PROVIDED RECORDS ::
--------------------
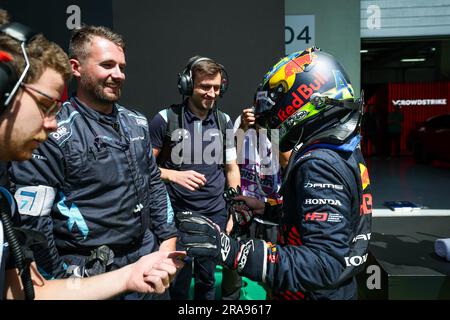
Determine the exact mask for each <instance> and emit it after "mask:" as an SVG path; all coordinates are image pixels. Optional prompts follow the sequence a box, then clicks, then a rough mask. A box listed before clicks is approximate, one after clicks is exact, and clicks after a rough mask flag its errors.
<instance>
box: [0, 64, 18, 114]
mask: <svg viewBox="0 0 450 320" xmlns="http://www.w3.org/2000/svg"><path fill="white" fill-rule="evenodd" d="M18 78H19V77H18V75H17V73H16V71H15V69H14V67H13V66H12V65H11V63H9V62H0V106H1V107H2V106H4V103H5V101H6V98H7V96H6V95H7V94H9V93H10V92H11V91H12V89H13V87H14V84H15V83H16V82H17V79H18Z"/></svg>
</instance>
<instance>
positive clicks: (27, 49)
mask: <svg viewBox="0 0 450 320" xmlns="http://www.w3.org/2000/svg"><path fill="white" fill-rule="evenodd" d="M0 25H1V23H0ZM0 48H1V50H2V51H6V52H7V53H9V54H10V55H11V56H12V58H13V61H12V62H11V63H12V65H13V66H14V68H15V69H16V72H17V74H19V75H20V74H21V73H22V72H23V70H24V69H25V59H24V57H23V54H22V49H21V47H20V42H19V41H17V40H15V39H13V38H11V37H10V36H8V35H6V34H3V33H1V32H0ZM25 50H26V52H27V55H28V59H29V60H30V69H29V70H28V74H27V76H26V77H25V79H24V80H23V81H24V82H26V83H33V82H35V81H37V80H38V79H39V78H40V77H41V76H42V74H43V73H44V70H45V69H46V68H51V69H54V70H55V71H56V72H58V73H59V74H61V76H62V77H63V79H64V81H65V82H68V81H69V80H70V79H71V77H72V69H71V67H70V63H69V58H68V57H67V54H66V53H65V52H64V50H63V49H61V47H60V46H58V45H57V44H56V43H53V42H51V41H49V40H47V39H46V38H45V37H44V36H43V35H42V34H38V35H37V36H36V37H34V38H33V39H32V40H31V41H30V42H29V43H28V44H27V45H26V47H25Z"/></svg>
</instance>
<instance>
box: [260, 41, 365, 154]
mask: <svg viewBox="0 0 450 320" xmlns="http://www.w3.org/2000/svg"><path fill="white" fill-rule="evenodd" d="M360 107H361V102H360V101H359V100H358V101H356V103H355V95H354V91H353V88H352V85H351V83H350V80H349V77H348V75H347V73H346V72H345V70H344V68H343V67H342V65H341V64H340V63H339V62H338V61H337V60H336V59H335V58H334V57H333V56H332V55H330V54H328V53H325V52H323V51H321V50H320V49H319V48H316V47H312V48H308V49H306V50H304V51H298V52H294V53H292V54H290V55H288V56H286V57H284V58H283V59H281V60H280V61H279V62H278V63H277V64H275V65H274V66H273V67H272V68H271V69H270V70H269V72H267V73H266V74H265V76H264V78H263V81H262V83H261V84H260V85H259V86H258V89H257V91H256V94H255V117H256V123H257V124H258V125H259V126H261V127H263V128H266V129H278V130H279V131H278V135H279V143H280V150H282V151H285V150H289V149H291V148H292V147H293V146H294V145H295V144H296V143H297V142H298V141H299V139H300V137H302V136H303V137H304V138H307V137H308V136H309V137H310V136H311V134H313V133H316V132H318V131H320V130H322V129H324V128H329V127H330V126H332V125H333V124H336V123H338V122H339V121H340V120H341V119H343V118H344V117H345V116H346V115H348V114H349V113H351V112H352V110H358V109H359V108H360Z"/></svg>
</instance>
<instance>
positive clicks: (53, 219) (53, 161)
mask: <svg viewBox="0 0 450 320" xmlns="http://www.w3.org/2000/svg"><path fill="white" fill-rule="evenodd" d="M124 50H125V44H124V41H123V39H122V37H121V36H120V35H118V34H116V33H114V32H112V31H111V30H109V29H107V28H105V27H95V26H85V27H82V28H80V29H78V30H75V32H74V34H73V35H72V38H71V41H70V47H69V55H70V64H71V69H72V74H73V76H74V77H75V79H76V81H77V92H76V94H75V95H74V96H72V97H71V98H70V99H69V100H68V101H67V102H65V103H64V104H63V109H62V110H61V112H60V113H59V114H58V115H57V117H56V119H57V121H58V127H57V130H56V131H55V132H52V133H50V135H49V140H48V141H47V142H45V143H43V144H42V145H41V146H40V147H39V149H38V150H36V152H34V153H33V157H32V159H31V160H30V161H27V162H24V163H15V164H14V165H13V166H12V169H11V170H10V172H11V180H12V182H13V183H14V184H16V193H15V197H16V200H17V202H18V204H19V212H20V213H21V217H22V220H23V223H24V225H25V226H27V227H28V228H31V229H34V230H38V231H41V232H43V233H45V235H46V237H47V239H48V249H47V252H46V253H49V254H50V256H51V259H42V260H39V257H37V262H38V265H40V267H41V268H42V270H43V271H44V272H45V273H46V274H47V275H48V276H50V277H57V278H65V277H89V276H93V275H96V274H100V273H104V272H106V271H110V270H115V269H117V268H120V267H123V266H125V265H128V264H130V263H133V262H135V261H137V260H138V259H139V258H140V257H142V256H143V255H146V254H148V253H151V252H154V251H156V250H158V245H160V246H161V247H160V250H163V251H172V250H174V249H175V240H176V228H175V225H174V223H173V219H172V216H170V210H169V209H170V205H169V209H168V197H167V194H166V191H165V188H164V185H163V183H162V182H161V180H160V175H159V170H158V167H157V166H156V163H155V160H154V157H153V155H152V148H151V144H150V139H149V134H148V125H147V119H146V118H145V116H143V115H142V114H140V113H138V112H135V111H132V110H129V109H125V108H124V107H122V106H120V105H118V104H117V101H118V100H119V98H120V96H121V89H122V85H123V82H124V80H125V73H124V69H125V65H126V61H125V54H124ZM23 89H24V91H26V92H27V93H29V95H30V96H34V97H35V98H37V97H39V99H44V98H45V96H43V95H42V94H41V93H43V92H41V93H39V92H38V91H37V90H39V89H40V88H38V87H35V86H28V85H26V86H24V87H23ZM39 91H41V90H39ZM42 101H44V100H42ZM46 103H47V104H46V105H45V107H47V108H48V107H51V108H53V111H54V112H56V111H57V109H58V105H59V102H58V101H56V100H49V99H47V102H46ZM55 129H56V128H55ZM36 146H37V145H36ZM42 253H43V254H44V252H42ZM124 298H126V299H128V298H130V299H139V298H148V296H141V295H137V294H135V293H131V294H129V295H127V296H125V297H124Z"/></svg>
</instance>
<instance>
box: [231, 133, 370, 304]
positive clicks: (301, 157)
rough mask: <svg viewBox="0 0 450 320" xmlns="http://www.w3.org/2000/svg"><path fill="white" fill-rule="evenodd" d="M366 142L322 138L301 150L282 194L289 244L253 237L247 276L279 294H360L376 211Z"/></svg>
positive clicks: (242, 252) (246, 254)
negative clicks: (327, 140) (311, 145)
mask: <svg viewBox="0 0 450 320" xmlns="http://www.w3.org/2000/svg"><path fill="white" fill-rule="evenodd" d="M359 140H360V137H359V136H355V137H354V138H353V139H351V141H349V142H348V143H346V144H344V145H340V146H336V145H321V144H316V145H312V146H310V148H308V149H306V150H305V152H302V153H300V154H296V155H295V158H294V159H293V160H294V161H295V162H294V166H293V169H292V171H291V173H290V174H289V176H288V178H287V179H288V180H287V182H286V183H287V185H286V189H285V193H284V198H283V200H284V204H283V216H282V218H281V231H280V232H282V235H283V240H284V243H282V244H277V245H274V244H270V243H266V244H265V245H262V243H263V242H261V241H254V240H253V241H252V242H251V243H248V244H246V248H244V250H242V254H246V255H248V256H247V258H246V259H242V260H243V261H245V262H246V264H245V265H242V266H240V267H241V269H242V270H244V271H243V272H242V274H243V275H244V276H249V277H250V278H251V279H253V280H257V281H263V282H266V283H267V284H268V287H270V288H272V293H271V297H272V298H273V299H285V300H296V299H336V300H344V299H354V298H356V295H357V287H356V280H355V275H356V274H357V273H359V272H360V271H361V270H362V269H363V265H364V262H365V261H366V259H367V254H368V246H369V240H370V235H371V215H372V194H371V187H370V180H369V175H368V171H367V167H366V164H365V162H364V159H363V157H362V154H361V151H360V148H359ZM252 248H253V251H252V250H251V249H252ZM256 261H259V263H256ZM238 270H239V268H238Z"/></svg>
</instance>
--------------------
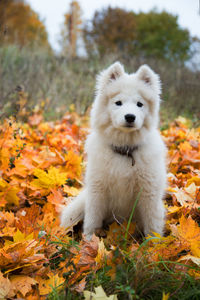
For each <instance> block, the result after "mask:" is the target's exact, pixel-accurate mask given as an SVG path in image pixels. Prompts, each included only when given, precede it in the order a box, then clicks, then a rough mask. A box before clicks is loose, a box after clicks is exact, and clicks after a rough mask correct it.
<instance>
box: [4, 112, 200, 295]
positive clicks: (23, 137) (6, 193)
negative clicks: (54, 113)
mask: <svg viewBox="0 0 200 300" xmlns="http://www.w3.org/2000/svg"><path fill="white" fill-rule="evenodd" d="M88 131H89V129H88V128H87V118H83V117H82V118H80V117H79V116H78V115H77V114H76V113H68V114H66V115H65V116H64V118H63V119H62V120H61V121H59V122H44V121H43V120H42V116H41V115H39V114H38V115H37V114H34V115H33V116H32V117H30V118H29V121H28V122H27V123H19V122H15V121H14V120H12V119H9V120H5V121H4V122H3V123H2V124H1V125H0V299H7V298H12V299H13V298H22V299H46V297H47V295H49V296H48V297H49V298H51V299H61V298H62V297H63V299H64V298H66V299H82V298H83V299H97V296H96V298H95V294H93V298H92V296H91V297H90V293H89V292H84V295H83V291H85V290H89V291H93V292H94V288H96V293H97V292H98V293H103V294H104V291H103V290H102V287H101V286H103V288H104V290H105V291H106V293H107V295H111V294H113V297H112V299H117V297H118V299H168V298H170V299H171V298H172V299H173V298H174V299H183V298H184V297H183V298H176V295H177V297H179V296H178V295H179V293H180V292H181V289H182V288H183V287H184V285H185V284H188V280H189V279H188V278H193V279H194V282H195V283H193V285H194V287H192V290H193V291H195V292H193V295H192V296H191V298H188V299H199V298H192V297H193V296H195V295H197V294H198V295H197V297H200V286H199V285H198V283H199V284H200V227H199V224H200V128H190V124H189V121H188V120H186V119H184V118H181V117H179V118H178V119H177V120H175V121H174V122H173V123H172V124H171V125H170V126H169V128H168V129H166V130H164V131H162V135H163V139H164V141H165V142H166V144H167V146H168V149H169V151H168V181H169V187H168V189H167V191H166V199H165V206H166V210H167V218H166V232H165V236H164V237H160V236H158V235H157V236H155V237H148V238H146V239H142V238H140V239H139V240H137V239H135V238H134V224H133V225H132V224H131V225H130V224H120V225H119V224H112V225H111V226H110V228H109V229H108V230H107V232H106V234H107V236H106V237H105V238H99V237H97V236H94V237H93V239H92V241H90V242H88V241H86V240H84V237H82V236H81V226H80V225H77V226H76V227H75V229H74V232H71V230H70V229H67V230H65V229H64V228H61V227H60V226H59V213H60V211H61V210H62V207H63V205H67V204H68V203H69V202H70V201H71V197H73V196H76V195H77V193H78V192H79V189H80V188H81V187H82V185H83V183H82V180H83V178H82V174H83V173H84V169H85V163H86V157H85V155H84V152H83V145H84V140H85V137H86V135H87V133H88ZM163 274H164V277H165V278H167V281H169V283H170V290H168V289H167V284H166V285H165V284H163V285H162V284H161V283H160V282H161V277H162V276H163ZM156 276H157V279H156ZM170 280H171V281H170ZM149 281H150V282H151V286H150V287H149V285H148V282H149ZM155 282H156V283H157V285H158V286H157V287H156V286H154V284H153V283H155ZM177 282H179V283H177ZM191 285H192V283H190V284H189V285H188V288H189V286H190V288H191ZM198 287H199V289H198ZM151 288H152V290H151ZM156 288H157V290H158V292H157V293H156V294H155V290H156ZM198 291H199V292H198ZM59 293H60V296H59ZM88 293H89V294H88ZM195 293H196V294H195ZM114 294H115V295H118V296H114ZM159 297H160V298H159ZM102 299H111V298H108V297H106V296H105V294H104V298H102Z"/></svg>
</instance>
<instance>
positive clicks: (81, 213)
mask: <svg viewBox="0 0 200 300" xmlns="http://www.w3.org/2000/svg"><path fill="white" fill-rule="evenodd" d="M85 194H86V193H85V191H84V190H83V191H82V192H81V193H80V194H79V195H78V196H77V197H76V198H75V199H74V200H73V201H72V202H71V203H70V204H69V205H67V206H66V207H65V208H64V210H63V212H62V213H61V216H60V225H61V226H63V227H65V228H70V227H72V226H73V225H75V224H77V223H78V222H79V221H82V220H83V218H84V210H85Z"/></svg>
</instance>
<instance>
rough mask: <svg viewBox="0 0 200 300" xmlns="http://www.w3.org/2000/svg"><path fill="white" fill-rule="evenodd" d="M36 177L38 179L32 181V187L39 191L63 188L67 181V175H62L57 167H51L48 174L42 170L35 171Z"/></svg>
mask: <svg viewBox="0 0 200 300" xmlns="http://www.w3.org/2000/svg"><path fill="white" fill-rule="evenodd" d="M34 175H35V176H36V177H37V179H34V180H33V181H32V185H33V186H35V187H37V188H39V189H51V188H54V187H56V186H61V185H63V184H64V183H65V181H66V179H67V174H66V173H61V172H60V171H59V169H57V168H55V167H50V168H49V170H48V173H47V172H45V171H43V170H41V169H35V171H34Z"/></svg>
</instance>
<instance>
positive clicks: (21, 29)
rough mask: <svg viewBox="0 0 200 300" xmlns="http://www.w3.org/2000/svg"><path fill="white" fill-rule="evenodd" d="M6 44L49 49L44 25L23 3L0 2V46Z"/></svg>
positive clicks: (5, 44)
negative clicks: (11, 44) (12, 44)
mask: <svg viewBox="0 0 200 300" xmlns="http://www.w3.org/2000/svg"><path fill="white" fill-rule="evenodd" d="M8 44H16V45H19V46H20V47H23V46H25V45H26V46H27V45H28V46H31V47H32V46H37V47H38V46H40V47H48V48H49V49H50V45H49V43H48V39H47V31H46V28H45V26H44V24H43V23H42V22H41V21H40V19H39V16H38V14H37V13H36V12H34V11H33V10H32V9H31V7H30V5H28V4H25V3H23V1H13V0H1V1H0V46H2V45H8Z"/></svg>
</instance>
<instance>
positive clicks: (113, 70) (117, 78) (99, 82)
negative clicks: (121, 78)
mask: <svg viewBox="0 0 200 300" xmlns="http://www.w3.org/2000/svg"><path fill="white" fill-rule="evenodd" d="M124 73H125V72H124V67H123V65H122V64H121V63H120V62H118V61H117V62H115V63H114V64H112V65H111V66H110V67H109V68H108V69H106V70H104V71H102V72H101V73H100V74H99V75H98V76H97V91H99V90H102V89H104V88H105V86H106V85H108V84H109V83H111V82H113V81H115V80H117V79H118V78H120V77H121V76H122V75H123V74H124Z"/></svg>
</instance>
--------------------
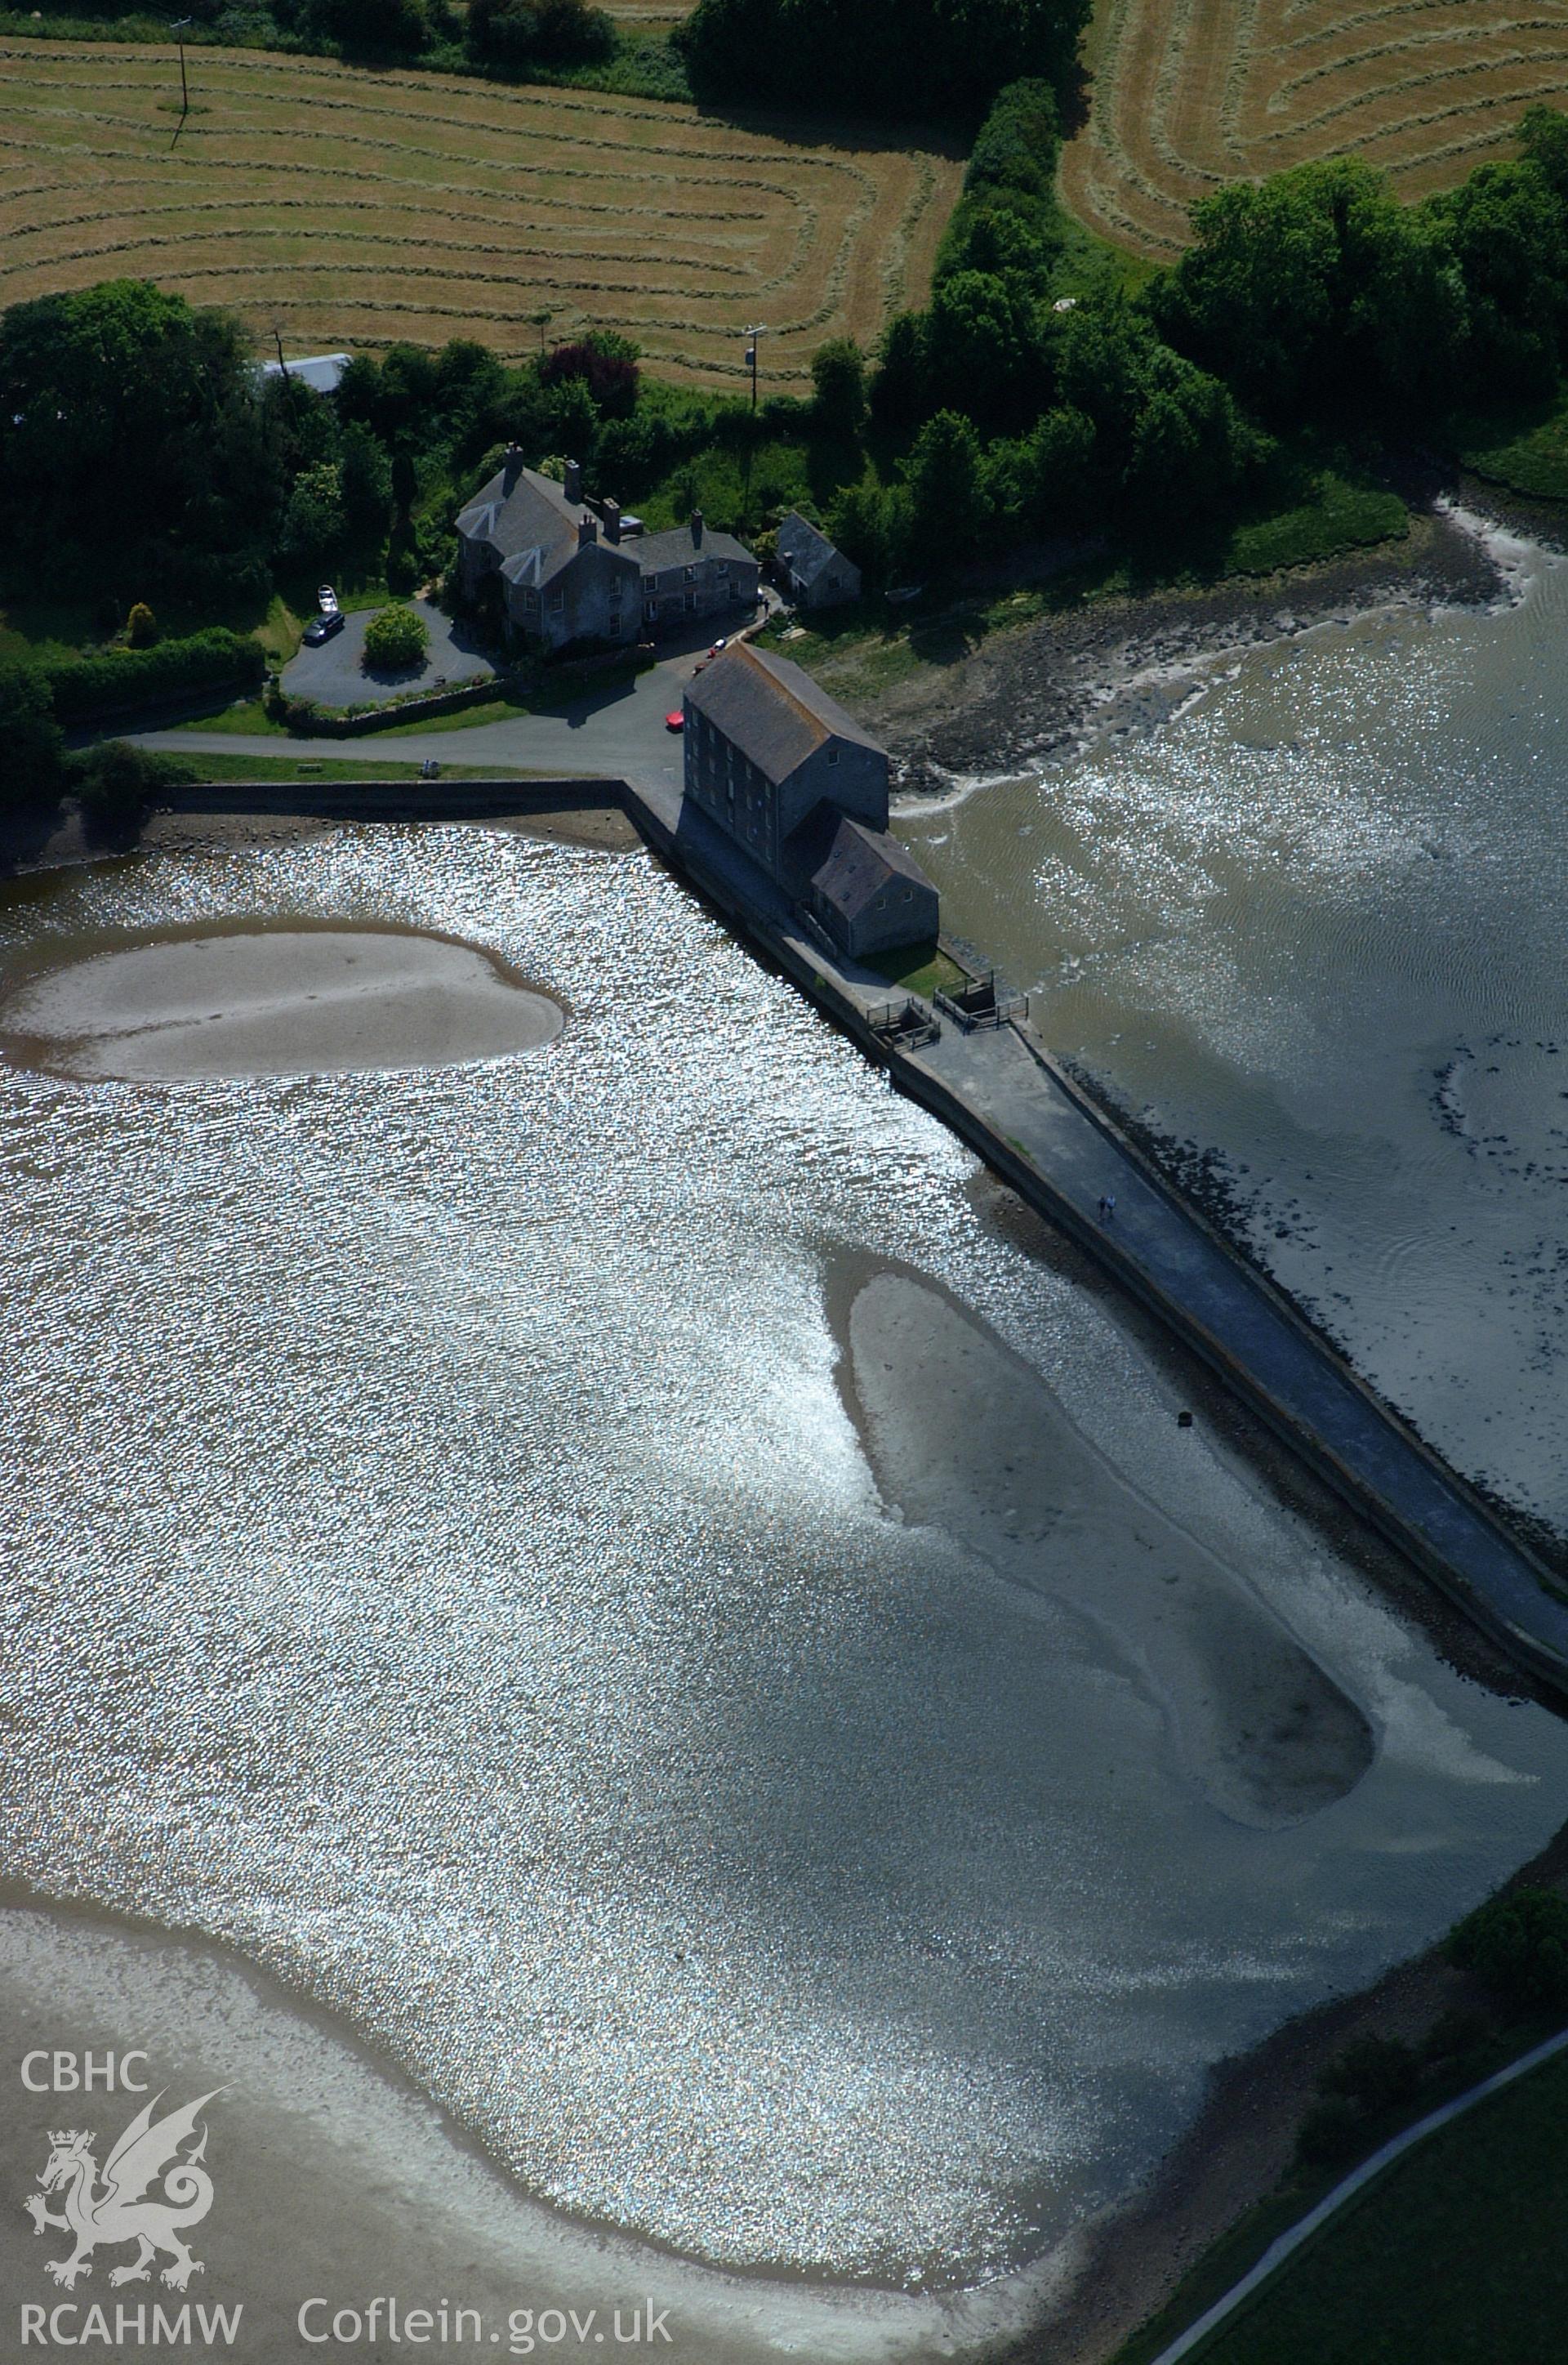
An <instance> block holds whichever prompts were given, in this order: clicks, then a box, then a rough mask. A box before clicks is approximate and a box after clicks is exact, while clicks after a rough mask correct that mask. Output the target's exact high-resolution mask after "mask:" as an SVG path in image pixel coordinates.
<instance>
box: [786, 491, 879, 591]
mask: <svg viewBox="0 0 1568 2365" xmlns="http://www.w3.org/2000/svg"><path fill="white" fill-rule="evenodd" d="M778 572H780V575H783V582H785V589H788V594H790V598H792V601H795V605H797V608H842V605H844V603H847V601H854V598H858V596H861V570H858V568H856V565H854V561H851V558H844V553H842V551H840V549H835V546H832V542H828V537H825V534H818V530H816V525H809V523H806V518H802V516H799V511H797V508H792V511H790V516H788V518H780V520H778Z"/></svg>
--------------------
PROBLEM TO WORK ON ::
Reproduce the lines above verbatim, starting with the line containing "Determine the exact" and continuing through the line containing "box: [0, 64, 18, 114]".

RESULT OF THIS EXERCISE ::
Determine the exact mask for each <instance> and emit it after "mask:" as an SVG path; all coordinates are image pixels. Optional prompts follow the sequence a box, then clicks, then a rough mask. A box listed before clicks is approximate, one after clicks is exact, and clicks after a rough mask flag its errors.
<instance>
box: [0, 64, 18, 114]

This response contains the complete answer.